##### AVAILABLE DATA #####

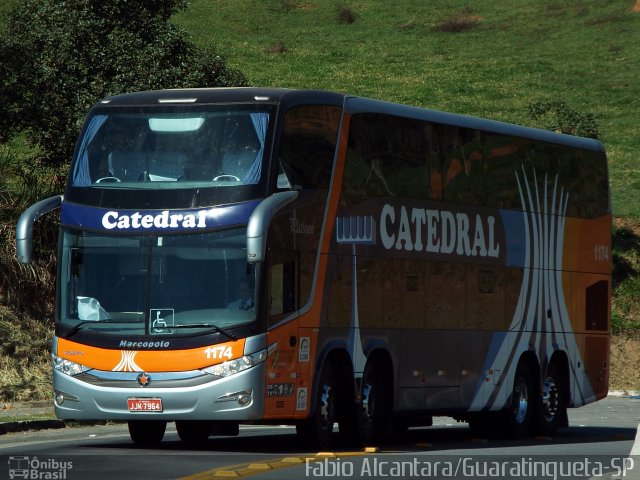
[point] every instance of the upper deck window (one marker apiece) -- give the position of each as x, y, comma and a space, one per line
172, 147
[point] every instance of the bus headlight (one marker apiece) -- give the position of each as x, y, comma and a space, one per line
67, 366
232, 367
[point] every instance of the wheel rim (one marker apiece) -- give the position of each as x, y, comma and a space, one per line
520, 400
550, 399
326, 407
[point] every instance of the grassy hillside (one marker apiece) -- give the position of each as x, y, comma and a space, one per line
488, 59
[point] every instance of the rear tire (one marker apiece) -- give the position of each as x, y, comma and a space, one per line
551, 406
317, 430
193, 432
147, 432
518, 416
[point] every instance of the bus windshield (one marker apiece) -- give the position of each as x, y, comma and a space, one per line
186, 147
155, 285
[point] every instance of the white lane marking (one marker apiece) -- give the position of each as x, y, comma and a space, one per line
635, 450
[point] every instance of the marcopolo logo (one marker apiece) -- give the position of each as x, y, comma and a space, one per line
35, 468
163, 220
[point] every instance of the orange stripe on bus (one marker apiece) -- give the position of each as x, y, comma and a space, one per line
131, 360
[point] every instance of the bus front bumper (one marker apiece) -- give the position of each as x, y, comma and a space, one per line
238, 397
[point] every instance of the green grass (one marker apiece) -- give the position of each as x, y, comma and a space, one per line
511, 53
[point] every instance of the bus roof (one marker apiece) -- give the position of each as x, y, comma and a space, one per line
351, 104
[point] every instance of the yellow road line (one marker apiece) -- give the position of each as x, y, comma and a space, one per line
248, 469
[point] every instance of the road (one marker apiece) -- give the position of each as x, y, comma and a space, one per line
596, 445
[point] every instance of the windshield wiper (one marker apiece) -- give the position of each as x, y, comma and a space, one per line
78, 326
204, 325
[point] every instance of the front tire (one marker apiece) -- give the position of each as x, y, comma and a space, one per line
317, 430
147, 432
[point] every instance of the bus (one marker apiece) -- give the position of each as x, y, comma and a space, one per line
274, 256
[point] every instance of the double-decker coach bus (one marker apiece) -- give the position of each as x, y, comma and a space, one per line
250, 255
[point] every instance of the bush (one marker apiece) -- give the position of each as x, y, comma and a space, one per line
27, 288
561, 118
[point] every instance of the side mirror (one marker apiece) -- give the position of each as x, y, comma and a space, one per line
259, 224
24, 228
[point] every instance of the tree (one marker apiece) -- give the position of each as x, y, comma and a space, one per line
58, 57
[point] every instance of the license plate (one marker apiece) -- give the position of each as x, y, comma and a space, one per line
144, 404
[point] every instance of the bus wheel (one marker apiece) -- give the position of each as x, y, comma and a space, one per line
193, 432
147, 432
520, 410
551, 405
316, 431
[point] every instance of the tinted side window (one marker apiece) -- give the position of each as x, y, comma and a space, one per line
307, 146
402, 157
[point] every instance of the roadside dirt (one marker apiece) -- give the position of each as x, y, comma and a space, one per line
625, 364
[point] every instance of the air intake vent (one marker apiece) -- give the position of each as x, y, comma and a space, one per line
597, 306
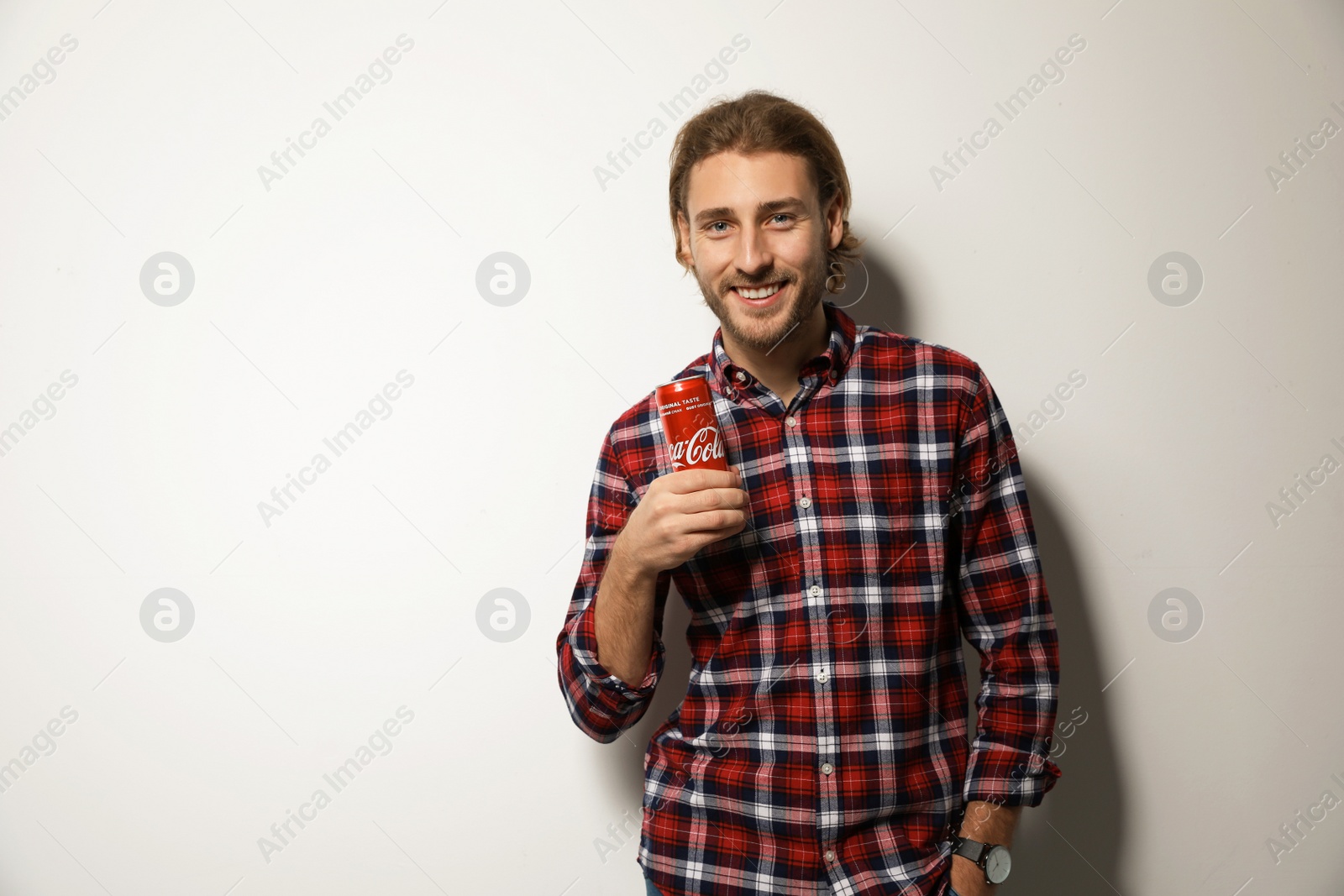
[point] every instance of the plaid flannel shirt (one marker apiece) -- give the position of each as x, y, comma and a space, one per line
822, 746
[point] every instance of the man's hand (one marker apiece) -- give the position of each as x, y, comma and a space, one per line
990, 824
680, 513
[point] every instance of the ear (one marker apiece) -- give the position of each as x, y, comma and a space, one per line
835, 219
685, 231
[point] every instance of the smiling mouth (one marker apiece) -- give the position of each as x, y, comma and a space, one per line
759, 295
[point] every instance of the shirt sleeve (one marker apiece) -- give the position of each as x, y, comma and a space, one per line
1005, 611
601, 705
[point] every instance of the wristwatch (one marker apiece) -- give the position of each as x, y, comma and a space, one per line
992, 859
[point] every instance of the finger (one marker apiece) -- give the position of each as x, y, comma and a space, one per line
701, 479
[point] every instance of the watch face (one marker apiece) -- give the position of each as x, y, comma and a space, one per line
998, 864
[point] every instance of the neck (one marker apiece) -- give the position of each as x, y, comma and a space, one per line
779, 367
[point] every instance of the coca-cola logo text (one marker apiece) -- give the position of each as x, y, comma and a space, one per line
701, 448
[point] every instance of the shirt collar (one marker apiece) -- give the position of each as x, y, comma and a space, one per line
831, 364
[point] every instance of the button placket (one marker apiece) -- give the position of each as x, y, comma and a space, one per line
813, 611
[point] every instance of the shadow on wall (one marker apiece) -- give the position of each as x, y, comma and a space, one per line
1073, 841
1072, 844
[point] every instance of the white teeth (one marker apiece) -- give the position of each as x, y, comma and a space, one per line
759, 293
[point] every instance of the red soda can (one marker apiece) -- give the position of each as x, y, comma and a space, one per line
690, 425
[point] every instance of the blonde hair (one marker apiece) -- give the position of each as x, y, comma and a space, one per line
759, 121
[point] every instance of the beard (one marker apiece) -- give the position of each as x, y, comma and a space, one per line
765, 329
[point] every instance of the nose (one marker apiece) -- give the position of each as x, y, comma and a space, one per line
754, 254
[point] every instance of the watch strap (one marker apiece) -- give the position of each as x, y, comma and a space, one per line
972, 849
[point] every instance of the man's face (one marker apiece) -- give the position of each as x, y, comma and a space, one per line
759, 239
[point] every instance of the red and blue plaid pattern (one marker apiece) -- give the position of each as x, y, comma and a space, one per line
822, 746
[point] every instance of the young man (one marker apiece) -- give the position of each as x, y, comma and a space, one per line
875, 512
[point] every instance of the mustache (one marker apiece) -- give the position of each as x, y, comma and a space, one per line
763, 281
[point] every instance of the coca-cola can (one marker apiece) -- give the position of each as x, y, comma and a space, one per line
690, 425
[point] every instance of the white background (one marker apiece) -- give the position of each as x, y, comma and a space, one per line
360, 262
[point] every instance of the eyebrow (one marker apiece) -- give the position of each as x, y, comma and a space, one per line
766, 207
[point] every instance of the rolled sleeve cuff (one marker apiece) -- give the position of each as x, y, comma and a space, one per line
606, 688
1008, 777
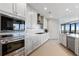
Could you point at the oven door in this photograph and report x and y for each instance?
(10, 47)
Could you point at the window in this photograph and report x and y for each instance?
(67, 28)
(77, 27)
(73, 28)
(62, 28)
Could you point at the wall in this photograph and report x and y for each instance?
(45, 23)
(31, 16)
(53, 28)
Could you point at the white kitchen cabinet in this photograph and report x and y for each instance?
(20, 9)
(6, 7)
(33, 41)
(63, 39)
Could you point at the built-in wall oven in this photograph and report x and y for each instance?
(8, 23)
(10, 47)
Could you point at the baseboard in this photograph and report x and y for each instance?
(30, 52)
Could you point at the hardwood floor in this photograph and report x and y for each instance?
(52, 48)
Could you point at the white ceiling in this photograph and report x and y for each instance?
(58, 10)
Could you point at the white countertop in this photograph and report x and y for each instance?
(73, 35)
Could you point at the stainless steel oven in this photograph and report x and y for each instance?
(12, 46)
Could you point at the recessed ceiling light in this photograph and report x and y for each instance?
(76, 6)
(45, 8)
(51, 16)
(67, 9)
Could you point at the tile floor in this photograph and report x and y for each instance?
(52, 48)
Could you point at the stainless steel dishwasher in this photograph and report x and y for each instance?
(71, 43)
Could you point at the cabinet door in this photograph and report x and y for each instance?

#####
##### AVAILABLE DATA #####

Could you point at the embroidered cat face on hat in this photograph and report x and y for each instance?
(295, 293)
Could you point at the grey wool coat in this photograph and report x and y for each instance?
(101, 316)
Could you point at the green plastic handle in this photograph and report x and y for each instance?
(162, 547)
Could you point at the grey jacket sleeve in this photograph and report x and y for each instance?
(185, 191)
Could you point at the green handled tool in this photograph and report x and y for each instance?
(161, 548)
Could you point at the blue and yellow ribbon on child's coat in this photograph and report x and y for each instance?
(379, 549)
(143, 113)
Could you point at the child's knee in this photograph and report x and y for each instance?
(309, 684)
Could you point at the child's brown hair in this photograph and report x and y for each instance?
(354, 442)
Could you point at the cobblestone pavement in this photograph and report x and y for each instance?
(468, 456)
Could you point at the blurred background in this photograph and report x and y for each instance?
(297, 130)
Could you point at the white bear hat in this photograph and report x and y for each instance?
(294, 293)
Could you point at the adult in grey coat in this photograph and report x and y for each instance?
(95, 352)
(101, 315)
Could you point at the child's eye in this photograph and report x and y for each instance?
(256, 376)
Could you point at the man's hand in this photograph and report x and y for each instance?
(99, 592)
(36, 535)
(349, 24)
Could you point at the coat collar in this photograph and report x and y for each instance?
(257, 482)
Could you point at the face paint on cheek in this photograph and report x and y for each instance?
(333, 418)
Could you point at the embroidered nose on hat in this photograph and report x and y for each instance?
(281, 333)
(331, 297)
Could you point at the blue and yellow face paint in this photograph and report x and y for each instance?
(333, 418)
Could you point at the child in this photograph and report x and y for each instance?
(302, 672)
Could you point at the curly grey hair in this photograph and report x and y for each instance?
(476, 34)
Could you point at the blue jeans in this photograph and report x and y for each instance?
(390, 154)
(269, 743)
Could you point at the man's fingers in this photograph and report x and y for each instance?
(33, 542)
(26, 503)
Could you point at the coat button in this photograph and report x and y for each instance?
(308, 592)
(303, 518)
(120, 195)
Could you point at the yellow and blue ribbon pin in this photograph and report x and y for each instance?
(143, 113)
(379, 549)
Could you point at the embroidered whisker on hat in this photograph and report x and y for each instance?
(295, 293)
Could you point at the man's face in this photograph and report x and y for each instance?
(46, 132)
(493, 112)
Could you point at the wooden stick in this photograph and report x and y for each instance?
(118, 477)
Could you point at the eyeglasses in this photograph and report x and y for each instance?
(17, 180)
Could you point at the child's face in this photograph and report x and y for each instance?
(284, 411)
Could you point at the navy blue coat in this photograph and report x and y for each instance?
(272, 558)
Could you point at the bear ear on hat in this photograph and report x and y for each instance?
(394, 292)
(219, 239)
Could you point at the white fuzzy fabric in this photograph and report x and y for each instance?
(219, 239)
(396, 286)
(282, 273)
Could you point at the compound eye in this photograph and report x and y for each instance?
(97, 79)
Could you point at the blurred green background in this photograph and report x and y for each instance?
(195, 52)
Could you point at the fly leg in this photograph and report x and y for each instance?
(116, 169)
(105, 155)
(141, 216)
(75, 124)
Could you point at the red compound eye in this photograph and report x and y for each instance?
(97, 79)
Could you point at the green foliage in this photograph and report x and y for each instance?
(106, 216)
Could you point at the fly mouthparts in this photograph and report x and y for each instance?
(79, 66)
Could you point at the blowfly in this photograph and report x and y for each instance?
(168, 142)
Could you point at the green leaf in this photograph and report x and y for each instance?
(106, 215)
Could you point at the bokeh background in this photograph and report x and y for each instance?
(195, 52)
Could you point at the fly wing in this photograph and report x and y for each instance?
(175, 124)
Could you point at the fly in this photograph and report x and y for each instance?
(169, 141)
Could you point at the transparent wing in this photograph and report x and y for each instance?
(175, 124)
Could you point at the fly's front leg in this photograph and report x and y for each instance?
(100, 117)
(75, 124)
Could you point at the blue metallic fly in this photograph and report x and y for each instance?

#####
##### AVAILABLE DATA #####

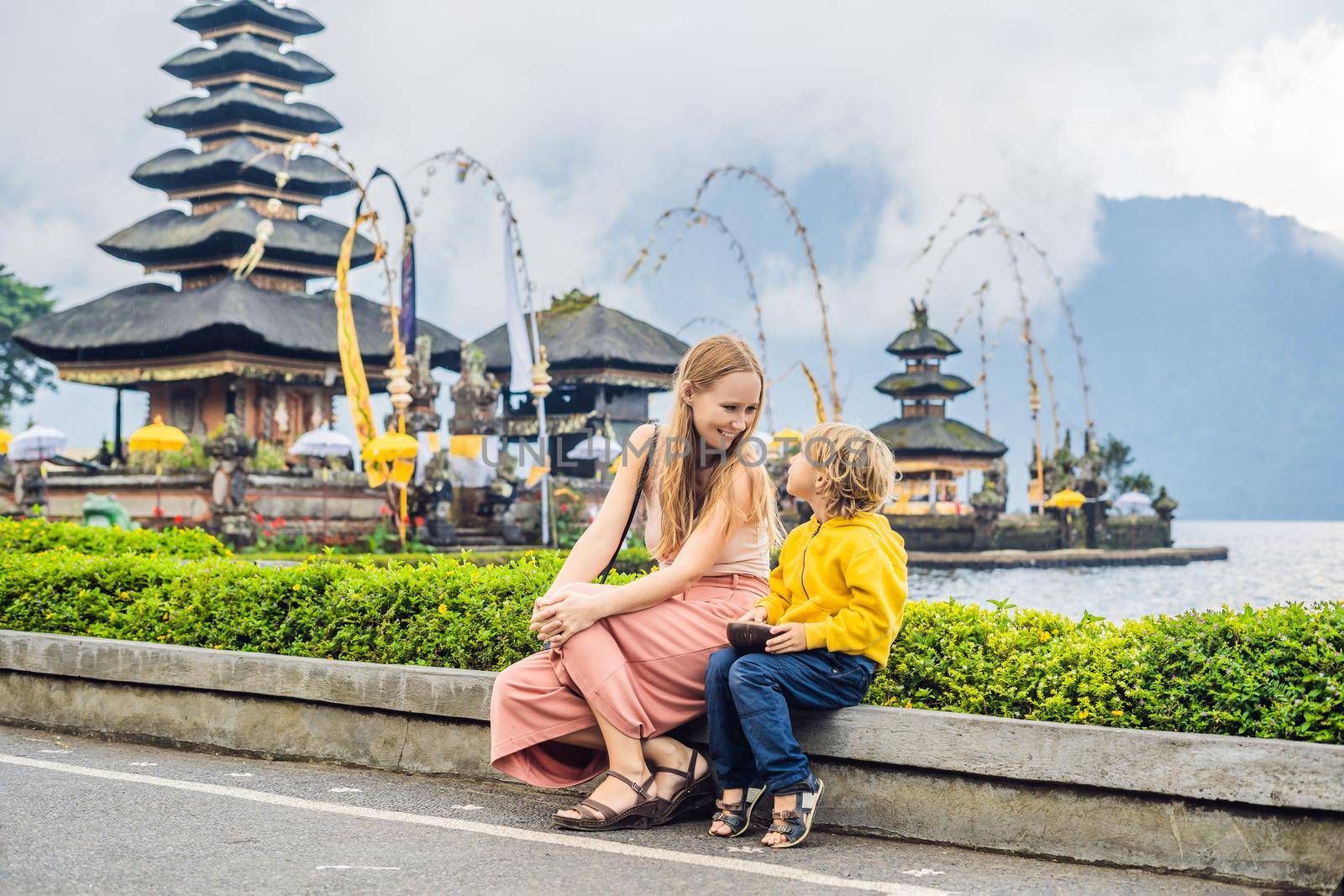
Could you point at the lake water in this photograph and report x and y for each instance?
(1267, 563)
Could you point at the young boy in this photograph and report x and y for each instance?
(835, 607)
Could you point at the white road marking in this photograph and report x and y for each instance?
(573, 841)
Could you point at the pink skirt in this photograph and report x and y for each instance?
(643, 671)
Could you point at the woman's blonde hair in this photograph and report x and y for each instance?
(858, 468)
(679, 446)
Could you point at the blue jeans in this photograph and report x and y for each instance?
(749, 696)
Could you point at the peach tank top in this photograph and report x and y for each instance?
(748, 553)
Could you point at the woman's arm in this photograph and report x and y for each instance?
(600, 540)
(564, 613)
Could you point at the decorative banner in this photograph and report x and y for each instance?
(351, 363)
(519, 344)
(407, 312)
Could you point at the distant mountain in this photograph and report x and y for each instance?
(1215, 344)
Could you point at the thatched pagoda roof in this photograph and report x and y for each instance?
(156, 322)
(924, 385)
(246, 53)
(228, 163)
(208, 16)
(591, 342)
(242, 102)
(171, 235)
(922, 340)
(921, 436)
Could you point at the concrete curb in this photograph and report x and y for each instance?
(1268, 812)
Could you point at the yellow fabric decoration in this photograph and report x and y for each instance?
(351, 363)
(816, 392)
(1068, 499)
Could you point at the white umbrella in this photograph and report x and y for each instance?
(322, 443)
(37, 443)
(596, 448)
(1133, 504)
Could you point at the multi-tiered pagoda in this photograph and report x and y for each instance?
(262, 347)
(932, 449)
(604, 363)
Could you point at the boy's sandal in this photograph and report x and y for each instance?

#####

STATED TASK: Rewrite the records from the line containing "Could you point at the multi-tiered" through the line containing "Could you point at the boy's", replacing "pagoda" with "tower" and keeping everything else the same. Return only those lines.

REPLY:
Could you point at the multi-tiered tower in this photograph and report x and y for each instance?
(262, 347)
(932, 449)
(604, 363)
Could you point at the boy's sandal in this photograph and report x and y for each instance?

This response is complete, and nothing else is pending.